*WHAT YOU SHOULD DO*.
Whatever the records say, give every one of them again exactly.

Stored items:
[Start of section]

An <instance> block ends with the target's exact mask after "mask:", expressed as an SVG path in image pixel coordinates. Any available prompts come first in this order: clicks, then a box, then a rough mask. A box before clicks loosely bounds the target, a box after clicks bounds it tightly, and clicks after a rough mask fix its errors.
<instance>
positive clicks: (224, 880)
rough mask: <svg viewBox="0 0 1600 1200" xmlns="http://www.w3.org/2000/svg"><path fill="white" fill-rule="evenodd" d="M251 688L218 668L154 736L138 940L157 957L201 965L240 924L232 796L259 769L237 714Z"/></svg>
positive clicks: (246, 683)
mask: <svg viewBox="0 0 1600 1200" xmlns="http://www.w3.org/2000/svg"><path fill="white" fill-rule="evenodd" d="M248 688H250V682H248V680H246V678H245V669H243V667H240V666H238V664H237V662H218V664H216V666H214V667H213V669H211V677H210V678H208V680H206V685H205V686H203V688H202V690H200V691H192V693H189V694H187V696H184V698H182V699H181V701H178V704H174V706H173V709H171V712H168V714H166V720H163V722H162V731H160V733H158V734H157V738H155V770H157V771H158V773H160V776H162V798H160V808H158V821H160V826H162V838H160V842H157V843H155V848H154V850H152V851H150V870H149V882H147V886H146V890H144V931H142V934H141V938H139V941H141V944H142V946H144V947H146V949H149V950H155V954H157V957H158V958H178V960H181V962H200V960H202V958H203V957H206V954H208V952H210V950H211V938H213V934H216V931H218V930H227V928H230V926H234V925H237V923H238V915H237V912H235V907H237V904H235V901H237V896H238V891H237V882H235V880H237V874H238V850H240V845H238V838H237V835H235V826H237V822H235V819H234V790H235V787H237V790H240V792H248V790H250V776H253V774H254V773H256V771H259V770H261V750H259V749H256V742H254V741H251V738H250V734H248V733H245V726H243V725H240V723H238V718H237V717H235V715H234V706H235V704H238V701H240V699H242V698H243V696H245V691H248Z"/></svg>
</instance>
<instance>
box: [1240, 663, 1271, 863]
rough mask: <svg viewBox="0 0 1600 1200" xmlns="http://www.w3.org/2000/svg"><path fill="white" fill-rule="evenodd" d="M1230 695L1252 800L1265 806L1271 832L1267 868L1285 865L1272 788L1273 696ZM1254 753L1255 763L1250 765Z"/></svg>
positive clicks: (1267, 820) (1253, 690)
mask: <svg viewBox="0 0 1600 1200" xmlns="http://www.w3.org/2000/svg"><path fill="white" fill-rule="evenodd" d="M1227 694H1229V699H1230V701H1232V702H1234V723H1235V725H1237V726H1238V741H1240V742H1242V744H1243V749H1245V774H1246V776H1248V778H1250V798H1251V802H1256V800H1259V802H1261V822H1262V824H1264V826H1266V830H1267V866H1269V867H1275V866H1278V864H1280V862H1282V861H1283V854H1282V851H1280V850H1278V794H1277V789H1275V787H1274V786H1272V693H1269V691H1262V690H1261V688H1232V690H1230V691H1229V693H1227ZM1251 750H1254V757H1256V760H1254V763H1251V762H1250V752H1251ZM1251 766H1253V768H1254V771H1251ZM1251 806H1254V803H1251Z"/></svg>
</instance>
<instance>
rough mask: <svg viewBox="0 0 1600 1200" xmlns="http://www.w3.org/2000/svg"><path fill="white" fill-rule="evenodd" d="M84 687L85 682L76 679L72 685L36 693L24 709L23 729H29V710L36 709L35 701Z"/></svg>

[End of section]

*RESULT FOR THIS EXERCISE*.
An <instance> block ends with the target's exact mask after "mask:", expressed as an SVG path in image pixel coordinates. Any available prompts come first in this order: clicks, then a box, then a rough mask. A box before clicks loosely bounds the target, a box after clicks bounds it tightly, and clicks after a rough mask fix its errors.
<instance>
positive clicks: (224, 880)
rough mask: <svg viewBox="0 0 1600 1200" xmlns="http://www.w3.org/2000/svg"><path fill="white" fill-rule="evenodd" d="M251 688L218 668L154 736L138 940L157 957L201 965L240 924L232 796L259 769L237 714Z"/></svg>
positive clicks: (246, 683)
mask: <svg viewBox="0 0 1600 1200" xmlns="http://www.w3.org/2000/svg"><path fill="white" fill-rule="evenodd" d="M248 688H250V682H248V680H246V678H245V669H243V667H240V666H238V664H237V662H218V664H216V666H214V667H213V669H211V677H210V678H208V680H206V685H205V686H203V688H202V690H200V691H192V693H189V694H187V696H184V698H182V699H181V701H178V704H174V706H173V709H171V712H168V714H166V720H163V722H162V731H160V733H158V734H157V738H155V770H157V771H158V773H160V776H162V798H160V808H158V821H160V826H162V838H160V842H157V843H155V848H154V850H152V851H150V870H149V882H147V886H146V890H144V931H142V934H141V938H139V941H141V944H142V946H144V947H146V949H149V950H155V954H157V957H158V958H178V960H181V962H200V960H202V958H203V957H206V954H208V952H210V950H211V938H213V934H216V931H218V930H227V928H230V926H234V925H237V923H238V915H237V912H235V907H237V904H235V901H237V896H238V891H237V882H235V880H237V874H238V850H240V845H238V838H237V835H235V826H237V822H235V819H234V790H235V787H237V790H240V792H248V790H250V776H253V774H254V773H256V771H259V770H261V750H259V749H256V742H254V741H251V738H250V734H248V733H245V726H243V725H240V723H238V718H237V717H235V715H234V706H235V704H238V701H240V699H242V698H243V696H245V691H248Z"/></svg>
</instance>
<instance>
box: [1240, 663, 1271, 863]
rough mask: <svg viewBox="0 0 1600 1200" xmlns="http://www.w3.org/2000/svg"><path fill="white" fill-rule="evenodd" d="M1230 695L1252 800L1265 806L1271 832L1267 868L1285 865L1272 788L1273 696ZM1254 753L1255 763L1250 765Z"/></svg>
positive clicks: (1267, 820) (1253, 690)
mask: <svg viewBox="0 0 1600 1200" xmlns="http://www.w3.org/2000/svg"><path fill="white" fill-rule="evenodd" d="M1227 694H1229V699H1230V701H1232V702H1234V723H1235V725H1237V726H1238V741H1240V742H1242V744H1243V749H1245V774H1246V776H1248V778H1250V798H1251V802H1256V800H1259V802H1261V822H1262V824H1264V826H1266V830H1267V866H1269V867H1275V866H1278V864H1280V862H1282V861H1283V854H1282V851H1280V850H1278V794H1277V789H1275V787H1274V786H1272V693H1269V691H1262V690H1261V688H1232V690H1230V691H1229V693H1227ZM1251 750H1254V757H1256V760H1254V763H1251V762H1250V752H1251ZM1251 766H1253V768H1254V771H1251ZM1251 806H1254V803H1251Z"/></svg>
</instance>
<instance>
rough mask: <svg viewBox="0 0 1600 1200" xmlns="http://www.w3.org/2000/svg"><path fill="white" fill-rule="evenodd" d="M84 687L85 682L76 679L72 685L36 693L24 709L23 729H29V710L36 709L35 701Z"/></svg>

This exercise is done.